_Problem to work on_
Repeat the lines from the one containing "Note: pick out each instance of the bird's head" through the last line of the data, exactly, pictures omitted.

* start *

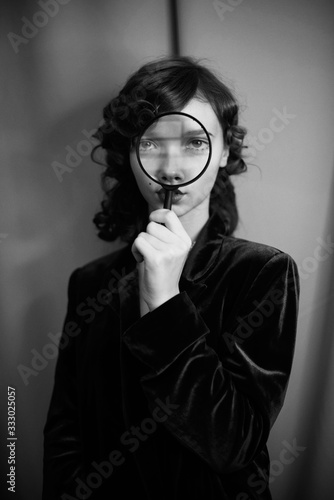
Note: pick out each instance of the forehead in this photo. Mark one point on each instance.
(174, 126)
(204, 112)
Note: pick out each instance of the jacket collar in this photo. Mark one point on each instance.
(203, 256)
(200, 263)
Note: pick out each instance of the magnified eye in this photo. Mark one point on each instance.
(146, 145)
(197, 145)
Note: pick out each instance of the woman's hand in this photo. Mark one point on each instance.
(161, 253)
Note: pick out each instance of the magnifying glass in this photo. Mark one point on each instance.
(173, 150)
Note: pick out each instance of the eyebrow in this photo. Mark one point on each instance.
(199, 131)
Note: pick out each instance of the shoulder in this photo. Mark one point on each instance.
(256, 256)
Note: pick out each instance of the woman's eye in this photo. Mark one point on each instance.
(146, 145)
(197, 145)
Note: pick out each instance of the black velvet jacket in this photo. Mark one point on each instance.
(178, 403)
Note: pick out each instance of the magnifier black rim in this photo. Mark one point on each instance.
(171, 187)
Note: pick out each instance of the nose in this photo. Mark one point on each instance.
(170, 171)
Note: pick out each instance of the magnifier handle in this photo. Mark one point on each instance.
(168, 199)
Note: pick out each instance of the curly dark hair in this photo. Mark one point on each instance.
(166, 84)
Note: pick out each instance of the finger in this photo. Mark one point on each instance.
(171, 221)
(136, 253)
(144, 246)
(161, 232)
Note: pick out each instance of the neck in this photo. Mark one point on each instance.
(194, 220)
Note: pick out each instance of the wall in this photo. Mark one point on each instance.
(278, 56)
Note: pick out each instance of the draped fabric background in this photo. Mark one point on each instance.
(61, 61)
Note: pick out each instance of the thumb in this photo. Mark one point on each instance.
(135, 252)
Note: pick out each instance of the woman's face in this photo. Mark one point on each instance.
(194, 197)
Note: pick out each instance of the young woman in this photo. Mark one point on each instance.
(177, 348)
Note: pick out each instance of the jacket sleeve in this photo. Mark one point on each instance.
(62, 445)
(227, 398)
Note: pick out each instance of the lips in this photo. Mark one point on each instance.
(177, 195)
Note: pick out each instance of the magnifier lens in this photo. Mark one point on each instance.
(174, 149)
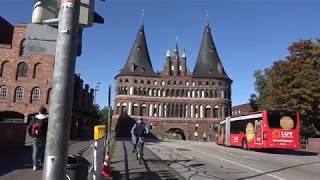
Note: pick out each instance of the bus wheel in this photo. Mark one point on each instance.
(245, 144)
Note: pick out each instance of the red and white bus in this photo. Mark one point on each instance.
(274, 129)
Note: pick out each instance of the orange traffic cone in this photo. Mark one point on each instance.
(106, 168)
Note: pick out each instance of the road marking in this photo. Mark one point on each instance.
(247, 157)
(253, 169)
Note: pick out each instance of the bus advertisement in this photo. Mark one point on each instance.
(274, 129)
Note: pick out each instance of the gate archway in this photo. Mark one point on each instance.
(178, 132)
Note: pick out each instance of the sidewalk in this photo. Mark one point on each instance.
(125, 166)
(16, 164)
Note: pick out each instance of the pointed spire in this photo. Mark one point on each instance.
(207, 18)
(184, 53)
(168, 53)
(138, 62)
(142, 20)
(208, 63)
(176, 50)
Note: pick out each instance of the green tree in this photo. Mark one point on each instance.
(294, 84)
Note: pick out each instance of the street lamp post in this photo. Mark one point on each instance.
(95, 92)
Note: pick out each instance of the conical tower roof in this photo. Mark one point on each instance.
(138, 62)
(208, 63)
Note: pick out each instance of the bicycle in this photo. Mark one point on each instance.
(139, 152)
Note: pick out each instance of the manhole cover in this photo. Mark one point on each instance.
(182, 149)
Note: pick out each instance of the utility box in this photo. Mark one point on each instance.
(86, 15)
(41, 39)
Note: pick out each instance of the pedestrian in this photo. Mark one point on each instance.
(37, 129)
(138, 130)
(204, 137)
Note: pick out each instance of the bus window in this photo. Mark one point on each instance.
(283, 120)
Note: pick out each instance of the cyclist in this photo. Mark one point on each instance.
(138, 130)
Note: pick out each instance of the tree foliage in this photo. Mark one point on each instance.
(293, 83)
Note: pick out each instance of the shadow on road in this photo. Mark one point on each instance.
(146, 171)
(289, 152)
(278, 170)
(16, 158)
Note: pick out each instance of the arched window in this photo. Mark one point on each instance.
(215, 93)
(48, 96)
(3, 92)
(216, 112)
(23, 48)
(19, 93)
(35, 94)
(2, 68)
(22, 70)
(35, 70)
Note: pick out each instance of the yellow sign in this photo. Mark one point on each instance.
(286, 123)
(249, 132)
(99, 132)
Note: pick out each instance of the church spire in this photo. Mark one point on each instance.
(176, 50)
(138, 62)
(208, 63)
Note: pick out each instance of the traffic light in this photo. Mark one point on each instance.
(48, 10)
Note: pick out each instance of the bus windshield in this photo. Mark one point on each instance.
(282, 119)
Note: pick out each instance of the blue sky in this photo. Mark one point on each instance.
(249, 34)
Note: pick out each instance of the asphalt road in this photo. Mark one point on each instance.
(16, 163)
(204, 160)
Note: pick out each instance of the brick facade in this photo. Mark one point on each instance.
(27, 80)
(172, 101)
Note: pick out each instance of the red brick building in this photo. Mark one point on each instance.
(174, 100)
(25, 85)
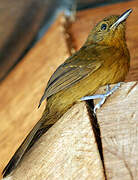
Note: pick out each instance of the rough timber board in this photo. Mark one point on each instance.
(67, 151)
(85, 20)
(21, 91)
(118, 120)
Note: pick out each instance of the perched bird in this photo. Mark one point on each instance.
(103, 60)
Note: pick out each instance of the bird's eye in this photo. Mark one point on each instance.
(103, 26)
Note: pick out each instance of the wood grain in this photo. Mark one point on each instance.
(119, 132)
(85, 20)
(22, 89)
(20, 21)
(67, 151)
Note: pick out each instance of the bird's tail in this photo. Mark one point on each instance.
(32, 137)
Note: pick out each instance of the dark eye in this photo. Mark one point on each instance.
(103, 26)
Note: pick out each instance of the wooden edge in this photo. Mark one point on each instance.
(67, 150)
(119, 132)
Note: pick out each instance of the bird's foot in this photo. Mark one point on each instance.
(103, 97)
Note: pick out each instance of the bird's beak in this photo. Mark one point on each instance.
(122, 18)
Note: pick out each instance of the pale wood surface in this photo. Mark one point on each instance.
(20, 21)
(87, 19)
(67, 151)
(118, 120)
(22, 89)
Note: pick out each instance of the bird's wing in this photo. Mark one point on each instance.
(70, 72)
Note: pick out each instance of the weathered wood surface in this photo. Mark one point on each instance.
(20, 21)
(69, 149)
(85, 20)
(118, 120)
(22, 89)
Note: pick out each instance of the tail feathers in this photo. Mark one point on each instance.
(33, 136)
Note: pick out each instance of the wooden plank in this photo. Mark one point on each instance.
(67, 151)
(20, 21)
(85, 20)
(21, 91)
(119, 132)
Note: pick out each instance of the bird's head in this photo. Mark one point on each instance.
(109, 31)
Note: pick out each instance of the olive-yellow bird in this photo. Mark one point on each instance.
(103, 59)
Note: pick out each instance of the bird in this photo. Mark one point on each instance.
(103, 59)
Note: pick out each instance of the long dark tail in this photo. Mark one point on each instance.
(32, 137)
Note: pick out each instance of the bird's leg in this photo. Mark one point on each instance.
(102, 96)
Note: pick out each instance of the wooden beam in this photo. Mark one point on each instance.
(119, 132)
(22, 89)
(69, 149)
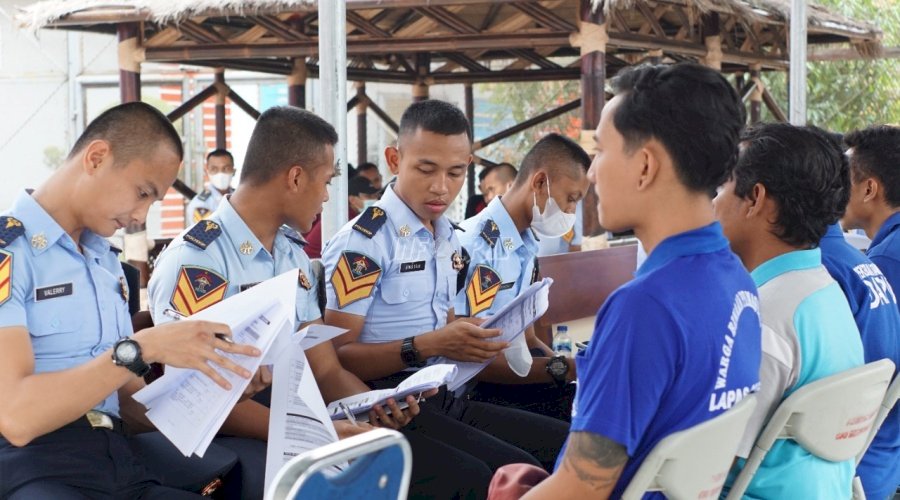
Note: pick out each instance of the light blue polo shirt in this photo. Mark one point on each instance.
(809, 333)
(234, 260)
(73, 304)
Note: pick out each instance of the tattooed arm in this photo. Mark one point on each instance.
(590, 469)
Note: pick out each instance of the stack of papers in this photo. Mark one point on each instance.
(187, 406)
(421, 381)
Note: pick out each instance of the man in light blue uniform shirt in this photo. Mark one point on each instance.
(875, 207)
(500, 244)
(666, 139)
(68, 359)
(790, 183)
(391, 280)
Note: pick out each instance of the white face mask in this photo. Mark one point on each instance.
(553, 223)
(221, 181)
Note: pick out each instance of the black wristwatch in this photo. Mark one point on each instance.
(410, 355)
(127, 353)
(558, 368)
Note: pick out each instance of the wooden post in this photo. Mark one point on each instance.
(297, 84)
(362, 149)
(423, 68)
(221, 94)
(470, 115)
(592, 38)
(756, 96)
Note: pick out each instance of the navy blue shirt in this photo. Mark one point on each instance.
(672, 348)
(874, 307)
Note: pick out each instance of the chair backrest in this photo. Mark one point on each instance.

* end *

_Solution below_
Note: pick out each instance of the bird's head in this photo. Mark one point on each instance.
(109, 31)
Note: pick out each instance of the olive-yellow bird in this photo. Mark one point on each instance.
(103, 59)
Note: pick out each instance of the bird in this photo. Mark one point on each instance.
(103, 59)
Note: pick out each instance of the long dark tail in this photo. Mark one point on each instance.
(32, 137)
Note: pick out each instance of the bird's leg in this photo. Mark one point on each instance.
(102, 96)
Note: pick out each instance of the wooden beam in this photo. Mark one point on each instance.
(119, 132)
(22, 89)
(69, 149)
Note: pick out each instance of the light blue polo shirt in this photo. Mark one point on each instance.
(809, 333)
(234, 260)
(73, 304)
Note: pick out each instance of the tattooed arm in this photo. Mark one point on each instance.
(590, 469)
Note: pick out each instance of the stack of papers in this photo. Mark one point on each instance.
(187, 406)
(421, 381)
Note: pick out each instance of the man in light blue uniform shirt in this photo. Mark one point on each instance.
(875, 207)
(500, 244)
(666, 139)
(68, 359)
(790, 183)
(391, 280)
Note: pick out each instance of the white face mask in this photo. Mark one point on each instance.
(553, 223)
(221, 181)
Note: pick out each instance of the black wristwatch in this photo. Mark one point on each instance.
(410, 355)
(127, 353)
(558, 368)
Note: pick out each instance of the wooden post in this photo. Mark one point on each instance.
(297, 84)
(362, 149)
(423, 68)
(221, 94)
(470, 115)
(592, 38)
(756, 96)
Note: pick out each instance of the navy blue shirt in this photo. Mark one point on each instance.
(672, 348)
(874, 307)
Note: pick out each instance of the chair backrest in this photo. Mark one point on each instance.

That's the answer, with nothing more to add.